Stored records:

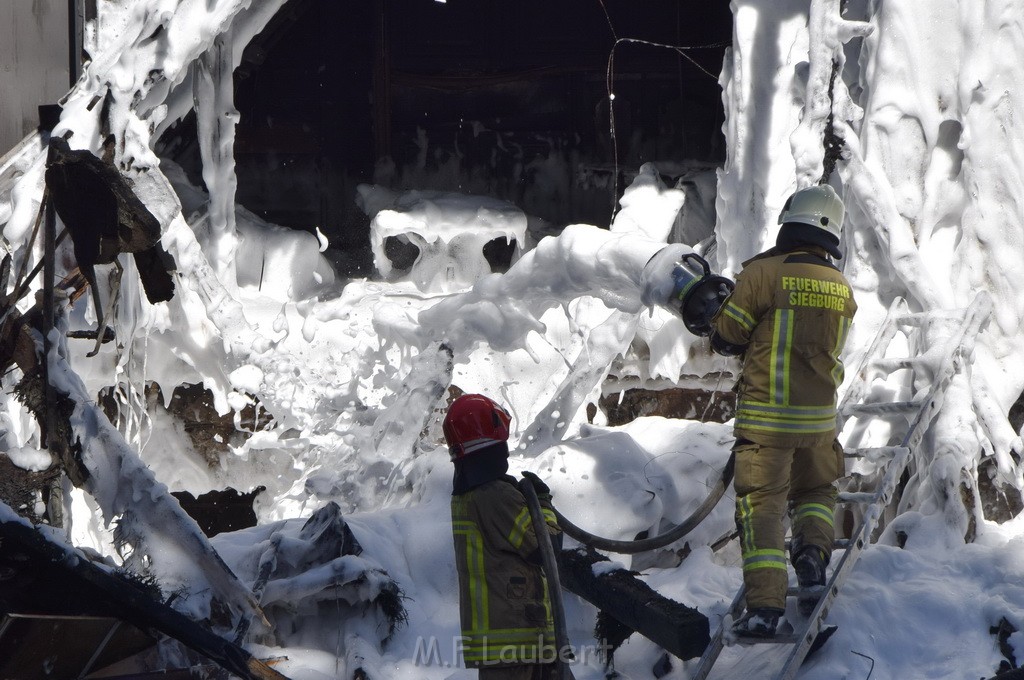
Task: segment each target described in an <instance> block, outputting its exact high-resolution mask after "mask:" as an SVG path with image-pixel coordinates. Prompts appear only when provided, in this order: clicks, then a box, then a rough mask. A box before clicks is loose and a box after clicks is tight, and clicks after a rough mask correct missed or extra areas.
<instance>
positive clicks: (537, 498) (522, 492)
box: [519, 479, 572, 680]
mask: <svg viewBox="0 0 1024 680" xmlns="http://www.w3.org/2000/svg"><path fill="white" fill-rule="evenodd" d="M519 491H520V492H522V495H523V497H524V498H525V499H526V507H527V508H528V509H529V518H530V520H531V521H532V523H534V533H535V534H537V544H538V547H539V548H540V550H541V561H542V566H543V567H544V575H545V576H546V577H547V578H548V593H549V595H550V597H549V599H550V600H551V618H552V620H553V621H554V626H555V649H556V653H555V663H556V664H557V667H558V676H557V677H558V680H571V679H572V674H571V673H570V672H569V669H568V664H567V662H568V660H569V658H571V657H572V649H571V647H570V646H569V636H568V631H567V630H566V628H565V607H564V605H563V604H562V587H561V581H560V580H559V578H558V561H557V559H556V558H555V548H554V546H552V545H551V537H550V535H549V534H548V523H547V521H545V519H544V511H543V510H542V509H541V501H540V499H538V498H537V490H535V488H534V484H532V482H531V481H530V480H529V479H522V480H521V481H520V482H519Z"/></svg>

> _TASK_:
Would you give the data above again word for word, skipping any images?

> _SOLUTION BELOW_:
Task: segment each target described in an <instance> block, outputting its exact high-resolution mask after "mask:" as an SVG path with image-pixel coordinates. Prompts appear only when provided, in this order: clicks, then a box, then a rough mask. A box before clicks is loose and a box after clicks is tight, and clicks after a rough mask correct missed or extra areas.
<instance>
positive clicks: (537, 498) (522, 492)
box: [519, 479, 572, 680]
mask: <svg viewBox="0 0 1024 680" xmlns="http://www.w3.org/2000/svg"><path fill="white" fill-rule="evenodd" d="M519 491H520V492H522V495H523V497H524V498H525V499H526V507H527V508H528V509H529V518H530V520H531V521H532V523H534V533H535V534H537V544H538V547H539V548H540V550H541V561H542V566H543V567H544V575H545V576H546V577H547V578H548V593H549V595H550V597H549V599H550V600H551V618H552V620H553V621H554V626H555V649H556V653H555V663H556V664H557V667H558V676H557V677H558V680H571V679H572V674H571V673H570V672H569V669H568V664H567V662H568V660H569V658H571V657H572V649H571V647H570V646H569V636H568V631H567V630H566V628H565V607H564V605H563V604H562V587H561V581H560V580H559V578H558V561H557V559H556V558H555V548H554V546H552V545H551V537H550V535H549V534H548V523H547V521H545V519H544V511H543V510H542V509H541V501H540V499H538V498H537V490H535V488H534V484H532V482H531V481H530V480H529V479H522V480H521V481H520V482H519Z"/></svg>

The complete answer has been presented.